**Extract:**

--- Start ---

Thursday, April 12, 2018


Benjamin Levy: 
Good Scents
Ridgefielders  who’ve seen or visited Levy Park along the east side of Barrack Hill Road may have wondered just who “Levy” was. The 48-acre refuge recalls a man of not only good sense, but good scents.
Born around 1879 in Rheims, France., Benjamin E. Levy joined Coty, the French cosmetic company, in 1910, and a couple years later, established the American branch of Coty.  In 1934, while founder François Coty was still president, Levy was elected chairman of the board of directors.  He later took over as company president, resigning in 1940.
During his leadership Coty had one of the major pavilions at the 1939 New York World’s Fair, visited by well over a million people.  Coty’s perfume products were shown in the Hall of Perfumes and displays demonstrated the role of decorative arts in cosmetic packaging.
Levy also led another major cosmetic producer, Charles of the Ritz. That company was founded by a Frenchman, Charles Jundt, who in 1919, took over the beauty salon at the Ritz Carlton Hotel in New York, fashioning it after one he had run in Paris. A few years later, he began selling a line of cosmetics to retail outlets. In 1936, Jundt sold his interest to Benjamin Levy and Levy’s nephew, Richard B. Salomon. Salomon ran the company until it was sold to Squibb in 1971. Levy served as chairman of the board.

--- End ---

**Instructions:**
1. Return each line of the records that contains the string "blue".
2. Write the next part of the piece on Benjamin Levy, starting after its final sentence.
The piece on Benjamin Levy and the records have no connection to each other.

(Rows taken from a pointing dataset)
--- Start ---

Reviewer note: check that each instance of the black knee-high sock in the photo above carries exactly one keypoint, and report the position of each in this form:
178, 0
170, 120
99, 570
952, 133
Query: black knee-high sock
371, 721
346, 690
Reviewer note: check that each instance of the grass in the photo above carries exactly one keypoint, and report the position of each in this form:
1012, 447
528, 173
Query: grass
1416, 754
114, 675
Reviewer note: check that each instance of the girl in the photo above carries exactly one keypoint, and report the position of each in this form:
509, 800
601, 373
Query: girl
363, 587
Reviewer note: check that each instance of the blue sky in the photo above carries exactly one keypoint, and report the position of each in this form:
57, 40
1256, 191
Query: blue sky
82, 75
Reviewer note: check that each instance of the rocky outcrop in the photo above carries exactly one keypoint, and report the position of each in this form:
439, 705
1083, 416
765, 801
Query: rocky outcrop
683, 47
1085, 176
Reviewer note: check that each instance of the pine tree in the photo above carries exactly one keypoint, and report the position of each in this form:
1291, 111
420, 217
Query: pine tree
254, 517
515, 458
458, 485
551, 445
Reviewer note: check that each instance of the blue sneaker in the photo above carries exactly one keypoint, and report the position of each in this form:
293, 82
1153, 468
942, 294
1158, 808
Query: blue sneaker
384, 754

--- End ---

**Outputs:**
1.
Reviewer note: check that each instance of the blue sky in the photo above carries exactly one keypoint, and report the position of each in this form:
Query: blue sky
Reviewer note: check that each instance of the blue sneaker in the photo above carries exactly one keypoint, and report the position of each in this form:
Query: blue sneaker

2.
Levy and his wife, Regine, moved to Ridgefield in 1940, acquiring 80 acres along Barrack Hill Road. Over the years he served as a member of the board of managers of the Ridgefield Boys Club and was on the Board of Incorporators of the Ridgefield Library. The Levys were also “quiet philanthropists,” whose good deeds were largely unpublicized. Among their donations was Renoir’s painting, Woman with A Cat, which they gave the National Gallery of Art in 1950.
Levy died in 1952 at the age of 73; his wife had died five months earlier.  Nephew Richard Salomon inherited the 80-acre estate, selling off the house and surrounding land to another Frenchman,  Jean LeGrand and his wife, Nina; Jean was a Schlumberger-Doll executive. (A few years later the LeGrandes sold much of the land to Peter Lorenzini and Norman Craig who developed Grand View Drive — a perfect pun reflecting the location and the former owner.) 
Some 38 acres were left and in 1968, Salomon decided to give the land to the town of Ridgefield as open space, to be officially known as “The B. E. and Regine Levy Park and Recreational Area and Wildlife Refuge.” Since then, another 10 acres have been added to the park, which today has many trails through meadowland, woods, and wetlands.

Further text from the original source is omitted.